Saturday, November 15, 2014

Resensi Buku 'Pendidikan Anak Ala Jepang', Mengungkap Rahasia Kedisiplinan Masyarakat Jepang

Pendidikan Anak Ala Jepang
Saleha Juliandi dan Juniar Putri

Gambar di atas adalah cover buku yang saya baca seminggu belakangan ini. Hah, seminggu? Memang setebal apa bukunya, Prith? Mungkin akan ada yang nanya begitu. Hihi, bukunya sih cuma 173 halaman, teman-teman. Tapi bacanya tuh mesti dihayati, soalnya banyak istilah bahasa Jepang di dalamnya. Udah bagus segitu juga saya nggak penasaran untuk baca huruf Jepangnya, gak bakalan tamat kalau itu yang terjadi, hihihi...

Tapi beneran deh, baca buku ini tuh kaya lagi belajar sekaligus evaluasi. Belajar tentang satu metode pengasuhan anak yang bagus dan unik, dimana sebagian rasanya tak pernah saya temukan dalam kebudayaan negeri ini. Plus evaluasi, seberapa dekat sih kita--khususnya saya--sudah menerapkan pendidikan semacam ini pada anak-anak?


Pendidikan Anak Ala Jepang

Penting ya untuk dibaca? Apa bedanya dengan pendidikan anak ala Indonesia? Apa sih yang unik dari metode pendidikan anak di negara yang terletak di kawasan Asia Timur itu? Jika Anda bertanya demikian, mari renungkan beberapa poin berikut:

- Hampir semua orang Jepang memanfaatkan waktunya dengan membaca buku. Kalo belum pernah ke Jepang kaya saya, coba aja nonton film Jepang atau berita tentang Jepang. Di manapun itu, taman kota, stasiun dll, orang-orang pada umumnya megang buku (dibaca ya, bukan dijual)

▶ **TUGAS YANG DIKERJAKAN**:
Tolong kutip persis bagian resensi buku pendidikan anak ala Jepang ini, mulai dari "Tapi beneran deh, baca" sampai dengan "ini pada anak-anak?". Data yang disertakan tidak perlu dipakai.

▶ **DATA YANG DIBERIKAN**:
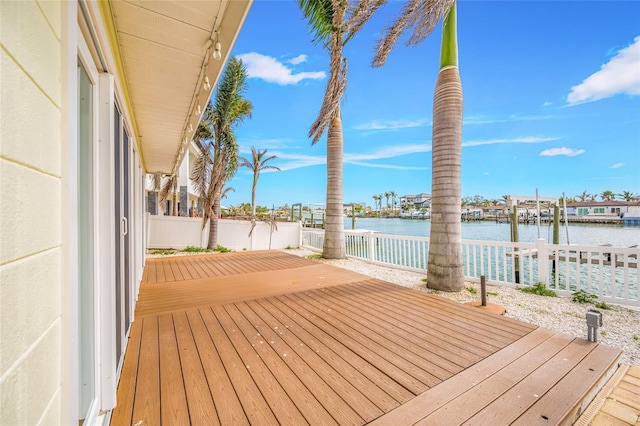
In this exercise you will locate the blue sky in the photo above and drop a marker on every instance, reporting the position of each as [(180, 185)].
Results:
[(551, 101)]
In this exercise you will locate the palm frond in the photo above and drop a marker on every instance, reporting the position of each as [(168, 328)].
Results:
[(319, 14), (359, 16), (421, 15)]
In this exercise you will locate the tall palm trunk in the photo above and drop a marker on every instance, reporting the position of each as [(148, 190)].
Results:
[(334, 244), (253, 195), (213, 223), (445, 270)]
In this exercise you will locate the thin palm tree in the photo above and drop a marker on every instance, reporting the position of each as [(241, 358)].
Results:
[(219, 159), (444, 271), (376, 200), (257, 164), (334, 23)]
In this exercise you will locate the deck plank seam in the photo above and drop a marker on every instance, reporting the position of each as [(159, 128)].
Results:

▶ **HASIL LATIHAN INI**:
Tapi beneran deh, baca buku ini tuh kaya lagi belajar sekaligus evaluasi. Belajar tentang satu metode pengasuhan anak yang bagus dan unik, dimana sebagian rasanya tak pernah saya temukan dalam kebudayaan negeri ini. Plus evaluasi, seberapa dekat sih kita--khususnya saya--sudah menerapkan pendidikan semacam ini pada anak-anak?